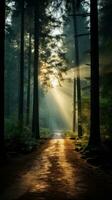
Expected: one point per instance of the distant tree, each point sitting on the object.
(94, 139)
(78, 82)
(21, 86)
(35, 120)
(29, 82)
(2, 36)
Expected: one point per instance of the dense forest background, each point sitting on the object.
(58, 71)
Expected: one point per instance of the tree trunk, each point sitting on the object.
(78, 70)
(29, 81)
(94, 139)
(74, 104)
(21, 86)
(35, 120)
(2, 36)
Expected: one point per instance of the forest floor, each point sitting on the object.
(54, 172)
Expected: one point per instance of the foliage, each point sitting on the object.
(16, 141)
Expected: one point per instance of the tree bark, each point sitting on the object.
(94, 139)
(21, 88)
(35, 120)
(2, 36)
(29, 81)
(78, 70)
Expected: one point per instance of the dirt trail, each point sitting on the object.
(59, 173)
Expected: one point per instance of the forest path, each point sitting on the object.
(57, 173)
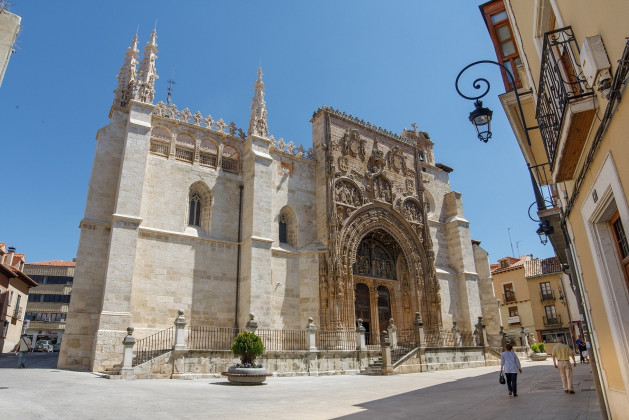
···
Copy every line of the entries above word for word, leaving out the pictures.

**RESPONSE**
Expected: one point per instance of the distant tree, each point sitting on the object.
(94, 139)
(78, 82)
(21, 86)
(35, 120)
(29, 82)
(2, 36)
Expected: one point per instance of the dense forest background, each point sitting on the object.
(58, 71)
Expected: one point per instance of the tree trunk, each point sitting on the object.
(78, 70)
(29, 81)
(94, 139)
(74, 104)
(21, 86)
(35, 120)
(2, 36)
Expected: one point per instance of the forest floor, each point sitting on the object.
(54, 172)
Expected: one point per instance of the foliage, each point sitting on the object.
(16, 141)
Expected: one point per instance of the tree bark, each point sitting on the object.
(94, 139)
(21, 88)
(35, 120)
(2, 36)
(29, 81)
(78, 70)
Expected: one point per instance of the dirt trail, each point sitting on the object.
(59, 173)
Expected: one point per instance of the forest path, each point sitting on the object.
(57, 173)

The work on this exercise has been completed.